* _What to work on_
In the text on the clerical title "Rev.", which titles did Jesus say the disciples were not to be called?

* _Text excerpt_
^^^^
What's in a Name?
Reverend: worthy of reverence, relating to or designating a clergyman or the clergy; ... from Latin reverendus fit to be revered
Giving honour where honour is due is a fitting expression of Christian devotion. And according to the Scriptures honour is due to all. "Show proper respect for everyone," says Peter (1 Peter 2:17). Paul not only says: "give everyone what you owe him ... if respect, then respect; if honour then honour" (Romans 13:7), he also indicates something about our assessment of who is worthy of respect: "honour one another above yourselves" (Romans 12:10).
Some are singled out for special reference as befits their office. The king is perhaps the most obvious example (1 Peter 2:17) but undoubtedly the spiritual leaders of the church are also included. This respect is described in terms of obedience and submission (Hebrews 13:17) and the giving of honour (1 Timothy 5:17) — probably an honour that shows itself in the provision for the elders' material needs.
Respect for the ministry there must be, but it is a respect that is essentially spiritual. It is an honour due where spiritual gifts of leadership are possessed and properly exercised and it is expressed in a fitting spiritual response to the spiritual ministry provided. The Bible knows nothing of outward honour characteristic of the way in which the world expresses honour to its leaders. We must not follow the ways of society in this respect. Or to put it more specifically: why can't we drop the term "Rev." and just be brothers? Honour and respect to church leaders can still be shown even when outward honorifics are not used.
The use of such outward styles or outward dignity is not commanded in the Scriptures. It ill becomes a church that professes that what is not commanded is forbidden to accept a style of honour not specifically laid down in the Scriptures.
Indeed, there are surely Scriptural guidelines on this point which make it clear that outward "dignity" is not a matter that is indifferent, regulated by the common practice of the society in which one lives, but rather is out of keeping with New Testament principles.
In the Old Testament
Part of the significance of the Old Testament priestly garments was that they induced feelings of dignity and honour. There we have outward displays of honour in a church setting — the garb adopted clothed the priests in dignity. But what was fitting for the carnal ordinance of the Old Testament is, of course, completely out of place in the spiritual environment of New Testament church practice. The outward and material has given way to what is inward and spiritual: we worship God in spirit and in truth. The dignity of elaborate church buildings, of cloth or title are out of keeping with the spiritual dignity of the New Testament. The use of an honorific title diverts attention away from the spiritual respect that matters.
In the New Testament
Moreover, this sort of discrimination between brothers and the use of distinguishing honorific titles is contrary to the plain teaching of our Lord. Jesus said explicitly that the disciples were not to be called Rabbi, father or teacher (Matthew 23:8-10). The background to this teaching was the undue place that the Pharisees gave to such outward displays of honour, but the underlying theological reasons for Jesus' prohibition of such titles were twofold.
^^^^
* _Stored records_
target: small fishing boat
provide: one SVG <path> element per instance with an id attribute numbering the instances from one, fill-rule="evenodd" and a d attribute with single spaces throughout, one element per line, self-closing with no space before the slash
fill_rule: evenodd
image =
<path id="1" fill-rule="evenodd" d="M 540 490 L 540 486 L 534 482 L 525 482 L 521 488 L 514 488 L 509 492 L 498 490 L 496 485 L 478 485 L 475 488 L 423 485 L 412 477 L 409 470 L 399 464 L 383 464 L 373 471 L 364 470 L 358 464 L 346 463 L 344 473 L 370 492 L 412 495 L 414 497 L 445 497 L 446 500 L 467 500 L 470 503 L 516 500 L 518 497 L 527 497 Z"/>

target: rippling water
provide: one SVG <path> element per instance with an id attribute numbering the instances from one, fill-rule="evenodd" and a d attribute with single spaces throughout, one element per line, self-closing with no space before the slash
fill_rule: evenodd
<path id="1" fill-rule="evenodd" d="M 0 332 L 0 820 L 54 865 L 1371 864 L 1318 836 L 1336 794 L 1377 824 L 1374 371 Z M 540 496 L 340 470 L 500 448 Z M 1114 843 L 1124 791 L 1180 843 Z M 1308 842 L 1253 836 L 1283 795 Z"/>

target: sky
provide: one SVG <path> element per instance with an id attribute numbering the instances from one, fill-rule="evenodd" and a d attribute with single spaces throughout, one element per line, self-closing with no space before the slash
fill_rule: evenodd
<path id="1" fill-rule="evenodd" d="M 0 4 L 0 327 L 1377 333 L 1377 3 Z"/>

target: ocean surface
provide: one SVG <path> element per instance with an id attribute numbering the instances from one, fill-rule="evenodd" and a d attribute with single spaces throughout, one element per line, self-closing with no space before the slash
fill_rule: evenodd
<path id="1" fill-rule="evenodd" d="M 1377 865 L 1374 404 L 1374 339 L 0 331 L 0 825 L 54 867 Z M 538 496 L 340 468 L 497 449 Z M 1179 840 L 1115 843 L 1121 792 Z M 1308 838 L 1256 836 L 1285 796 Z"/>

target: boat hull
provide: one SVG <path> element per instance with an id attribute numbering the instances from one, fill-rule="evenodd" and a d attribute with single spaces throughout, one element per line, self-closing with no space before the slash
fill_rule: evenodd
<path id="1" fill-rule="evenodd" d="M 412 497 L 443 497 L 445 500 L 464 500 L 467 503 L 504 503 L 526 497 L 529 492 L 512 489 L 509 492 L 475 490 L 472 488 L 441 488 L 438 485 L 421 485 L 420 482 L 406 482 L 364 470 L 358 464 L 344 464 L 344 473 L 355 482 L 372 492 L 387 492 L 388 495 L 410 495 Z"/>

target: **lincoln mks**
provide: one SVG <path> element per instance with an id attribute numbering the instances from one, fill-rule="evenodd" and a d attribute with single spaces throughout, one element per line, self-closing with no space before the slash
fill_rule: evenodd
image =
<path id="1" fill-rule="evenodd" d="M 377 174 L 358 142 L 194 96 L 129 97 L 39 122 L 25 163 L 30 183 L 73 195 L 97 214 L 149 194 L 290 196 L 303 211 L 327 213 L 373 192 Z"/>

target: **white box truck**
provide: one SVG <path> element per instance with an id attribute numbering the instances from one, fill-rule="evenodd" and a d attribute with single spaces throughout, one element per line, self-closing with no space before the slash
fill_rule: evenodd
^^^^
* _Final answer_
Rabbi, father or teacher (Matthew 23:8-10).